**What to do**.
(A) In the Ivo Graham review, switch "Whatsapp group" to "group chat" and give the passage again, starting at "Graham is very" and ending at "embryonic porcine riff.".
(B) List every phrase that the Ivo Graham review puts in quotation marks.
(C) Answer these questions from the Ivo Graham review.
(i) What did an audience member cook during the Fresher's Week Zoom gig?
(ii) In which county was the family home that Graham moved back into?
(iii) How many people were in the party for the canal trip Graham arranged?

**Selected passage**.
_ _ _
Ivo Graham at Soho Theatre review: a confident, exquisitely crafted and funny set

Do we need yet another show about a comic’s pandemic travails? Well, maybe just one more. Ivo Graham’s My Future My Clutter is his winning overview of a busy few years that includes a bout of belated Covid, fatherhood and not one, but two visits to Peppa Pig World.

The global virus plays second fiddle to more personal events in the posh, self-deprecating stand-up’s recent life. Various significant things have happened to him, such as the break-up of his marriage and the subsequent shared parenting, lending this monologue an intimate edge absent from previous outings.

Which is not to say that Graham is not averse to shamelessly silly pay-offs. Early on he confesses to being the kind of geek who plays online puzzles when out clubbing. “It was Wordle on the dancefloor.” You can almost hear Sophie Ellis-Bextor wincing.

Many of the anecdotes in this immensely engaging set take place as lockdown was easing. Graham is at that Richard Curtis/Four Weddings thirtysomething age, when many of his friends are marrying. Graham’s role is less sexy Hugh Grant, more geeky stag do administrator.

On one occasion, he recounts how he arranged a canal trip for a 13-strong party. When it turns out the boat only has a capacity for a dozen, guess who is left cheering on his friends from dry land? Graham is a gracious fall guy, elsewhere telling the tale of a bleak Fresher’s Week Zoom gig where an audience member expressed his disinterest by cooking a risotto.

Graham is very good at both acknowledging his Old Etonian privilege and sending up his status. He recalls his classmates’ Whatsapp group burning red hot as fellow former pupil Boris Johnson was about to resign. Justice, he thought, not just because of the PM’s politics but because he had referenced Peppa Pig in a speech and spoilt Graham’s own embryonic porcine riff.

Privilege does have its perks though, he admits. With his parents stranded in the Far East in 2020 he was able to move back into their substantial yet empty Wiltshire home: “All of the Aga, none of the aggro.”

The self-mocking tone keeps the laughs flowing, whether it is about being all grown up and meeting his ex’s new boyfriend – “We’re not at V festival any more” – or needing to find somewhere else to stay quickly and moving in with a friend called Julian. Most Old Etonians, he suggests, have an “emergency Julian”.

Readings from his old boarding school exercise books punctuate the routines and reveal Graham to have been a lonely, homesick football fan. These soppy-sad snippets add emotional weight to a set that is confident, exquisitely crafted and, most importantly, satisfyingly funny.
_ _ _
**Excerpted records**.
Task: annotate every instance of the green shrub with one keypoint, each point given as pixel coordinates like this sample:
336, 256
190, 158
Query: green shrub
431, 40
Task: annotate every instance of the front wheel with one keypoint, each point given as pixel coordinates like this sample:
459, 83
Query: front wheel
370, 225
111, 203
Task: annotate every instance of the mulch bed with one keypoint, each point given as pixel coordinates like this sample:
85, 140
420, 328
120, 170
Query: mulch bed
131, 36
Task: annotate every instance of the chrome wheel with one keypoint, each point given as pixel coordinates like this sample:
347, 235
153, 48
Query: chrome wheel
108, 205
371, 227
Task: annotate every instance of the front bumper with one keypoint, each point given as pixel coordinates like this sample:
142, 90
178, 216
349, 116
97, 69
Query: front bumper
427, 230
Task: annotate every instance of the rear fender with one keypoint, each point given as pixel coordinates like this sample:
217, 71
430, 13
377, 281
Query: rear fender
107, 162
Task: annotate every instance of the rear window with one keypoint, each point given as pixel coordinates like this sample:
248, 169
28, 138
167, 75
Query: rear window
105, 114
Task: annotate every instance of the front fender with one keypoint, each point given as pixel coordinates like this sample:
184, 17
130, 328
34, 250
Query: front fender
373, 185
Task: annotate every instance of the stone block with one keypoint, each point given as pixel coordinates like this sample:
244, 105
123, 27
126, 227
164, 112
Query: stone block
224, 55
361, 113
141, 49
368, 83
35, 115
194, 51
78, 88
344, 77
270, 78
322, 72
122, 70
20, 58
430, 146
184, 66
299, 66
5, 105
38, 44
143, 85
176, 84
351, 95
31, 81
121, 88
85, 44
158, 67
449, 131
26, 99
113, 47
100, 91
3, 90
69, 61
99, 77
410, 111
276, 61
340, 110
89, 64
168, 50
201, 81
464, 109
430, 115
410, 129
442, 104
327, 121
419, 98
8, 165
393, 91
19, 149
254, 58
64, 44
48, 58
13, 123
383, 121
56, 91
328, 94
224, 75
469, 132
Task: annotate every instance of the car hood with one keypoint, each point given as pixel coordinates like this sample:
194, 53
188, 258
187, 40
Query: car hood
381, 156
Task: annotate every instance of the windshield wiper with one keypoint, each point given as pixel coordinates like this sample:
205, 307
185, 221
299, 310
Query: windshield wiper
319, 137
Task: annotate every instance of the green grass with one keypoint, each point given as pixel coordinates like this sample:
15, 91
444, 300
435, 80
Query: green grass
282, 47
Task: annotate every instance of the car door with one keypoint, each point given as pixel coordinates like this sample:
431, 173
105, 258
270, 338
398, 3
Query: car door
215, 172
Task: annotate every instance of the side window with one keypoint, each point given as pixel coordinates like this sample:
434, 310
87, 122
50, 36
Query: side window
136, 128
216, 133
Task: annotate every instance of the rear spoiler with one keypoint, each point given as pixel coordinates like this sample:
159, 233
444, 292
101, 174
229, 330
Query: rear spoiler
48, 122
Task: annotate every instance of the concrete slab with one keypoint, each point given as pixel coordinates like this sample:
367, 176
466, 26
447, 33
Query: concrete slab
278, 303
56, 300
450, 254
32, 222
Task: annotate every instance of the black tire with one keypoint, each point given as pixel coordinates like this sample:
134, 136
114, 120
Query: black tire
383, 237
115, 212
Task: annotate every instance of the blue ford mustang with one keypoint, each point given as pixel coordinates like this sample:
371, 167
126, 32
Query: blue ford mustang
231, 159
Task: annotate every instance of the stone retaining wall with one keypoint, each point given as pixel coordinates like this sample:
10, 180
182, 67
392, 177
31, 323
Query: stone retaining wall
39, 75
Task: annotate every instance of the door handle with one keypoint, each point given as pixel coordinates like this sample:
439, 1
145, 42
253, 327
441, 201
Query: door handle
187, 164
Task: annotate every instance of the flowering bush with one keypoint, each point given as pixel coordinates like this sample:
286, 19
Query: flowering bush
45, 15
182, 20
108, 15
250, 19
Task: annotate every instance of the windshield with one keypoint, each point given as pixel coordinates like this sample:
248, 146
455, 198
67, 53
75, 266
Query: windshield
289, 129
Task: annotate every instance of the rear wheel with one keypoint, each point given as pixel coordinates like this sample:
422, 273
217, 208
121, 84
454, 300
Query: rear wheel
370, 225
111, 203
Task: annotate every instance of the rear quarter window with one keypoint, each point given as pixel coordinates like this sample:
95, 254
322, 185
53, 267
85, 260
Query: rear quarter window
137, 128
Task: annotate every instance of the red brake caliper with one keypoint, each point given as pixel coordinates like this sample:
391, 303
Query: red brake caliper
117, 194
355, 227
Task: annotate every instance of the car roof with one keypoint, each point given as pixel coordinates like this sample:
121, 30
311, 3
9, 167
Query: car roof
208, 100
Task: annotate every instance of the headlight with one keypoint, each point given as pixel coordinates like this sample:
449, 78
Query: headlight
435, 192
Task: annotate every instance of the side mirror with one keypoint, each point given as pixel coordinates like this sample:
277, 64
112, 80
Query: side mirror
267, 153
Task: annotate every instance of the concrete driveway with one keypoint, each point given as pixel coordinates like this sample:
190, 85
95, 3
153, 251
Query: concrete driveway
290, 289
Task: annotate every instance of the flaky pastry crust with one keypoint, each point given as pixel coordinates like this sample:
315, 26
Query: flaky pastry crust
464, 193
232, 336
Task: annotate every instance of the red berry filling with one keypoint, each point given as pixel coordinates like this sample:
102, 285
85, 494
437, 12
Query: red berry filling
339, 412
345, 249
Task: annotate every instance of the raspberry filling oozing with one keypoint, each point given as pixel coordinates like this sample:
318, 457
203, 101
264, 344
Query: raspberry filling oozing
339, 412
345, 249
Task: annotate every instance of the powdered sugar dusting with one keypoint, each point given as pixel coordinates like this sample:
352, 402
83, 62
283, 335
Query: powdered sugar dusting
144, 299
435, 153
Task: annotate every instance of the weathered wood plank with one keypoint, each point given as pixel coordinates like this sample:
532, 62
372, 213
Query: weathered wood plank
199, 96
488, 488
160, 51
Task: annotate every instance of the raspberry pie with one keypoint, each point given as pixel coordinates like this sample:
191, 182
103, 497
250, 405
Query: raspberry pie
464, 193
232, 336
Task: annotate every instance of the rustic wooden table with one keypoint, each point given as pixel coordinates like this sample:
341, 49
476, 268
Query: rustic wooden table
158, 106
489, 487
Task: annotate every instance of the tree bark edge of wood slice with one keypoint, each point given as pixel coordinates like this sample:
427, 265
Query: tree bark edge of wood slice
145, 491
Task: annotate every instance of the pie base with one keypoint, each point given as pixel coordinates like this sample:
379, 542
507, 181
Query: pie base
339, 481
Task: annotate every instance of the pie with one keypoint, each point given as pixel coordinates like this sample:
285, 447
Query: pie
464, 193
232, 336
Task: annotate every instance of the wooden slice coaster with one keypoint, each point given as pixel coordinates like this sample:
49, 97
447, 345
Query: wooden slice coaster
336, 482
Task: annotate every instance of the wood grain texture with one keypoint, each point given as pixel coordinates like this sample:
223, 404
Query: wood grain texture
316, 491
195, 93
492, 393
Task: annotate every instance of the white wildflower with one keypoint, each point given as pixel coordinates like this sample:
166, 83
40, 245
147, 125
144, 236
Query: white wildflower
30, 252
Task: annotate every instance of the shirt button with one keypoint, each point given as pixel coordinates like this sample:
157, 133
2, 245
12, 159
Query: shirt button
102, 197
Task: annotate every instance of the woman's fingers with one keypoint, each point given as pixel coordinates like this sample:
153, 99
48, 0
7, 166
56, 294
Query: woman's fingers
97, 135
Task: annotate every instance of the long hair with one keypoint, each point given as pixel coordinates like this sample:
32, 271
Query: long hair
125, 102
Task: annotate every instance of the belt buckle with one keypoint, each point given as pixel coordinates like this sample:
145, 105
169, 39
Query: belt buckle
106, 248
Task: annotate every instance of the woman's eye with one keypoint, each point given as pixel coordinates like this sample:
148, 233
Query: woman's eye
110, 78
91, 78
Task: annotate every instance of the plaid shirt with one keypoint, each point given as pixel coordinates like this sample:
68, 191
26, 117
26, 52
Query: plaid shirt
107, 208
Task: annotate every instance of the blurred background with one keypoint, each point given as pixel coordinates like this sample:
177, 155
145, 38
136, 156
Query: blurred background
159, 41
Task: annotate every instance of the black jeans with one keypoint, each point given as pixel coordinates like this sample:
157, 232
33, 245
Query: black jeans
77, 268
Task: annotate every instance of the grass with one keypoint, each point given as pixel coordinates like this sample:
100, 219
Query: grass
_ _ _
**Answers by item**.
(A)
Graham is very good at both acknowledging his Old Etonian privilege and sending up his status. He recalls his classmates’ group chat burning red hot as fellow former pupil Boris Johnson was about to resign. Justice, he thought, not just because of the PM’s politics but because he had referenced Peppa Pig in a speech and spoilt Graham’s own embryonic porcine riff.

(B)
- "It was Wordle on the dancefloor."
- "All of the Aga, none of the aggro."
- "We're not at V festival any more"
- "emergency Julian"

(C)
(i) A risotto.
(ii) Wiltshire.
(iii) Thirteen.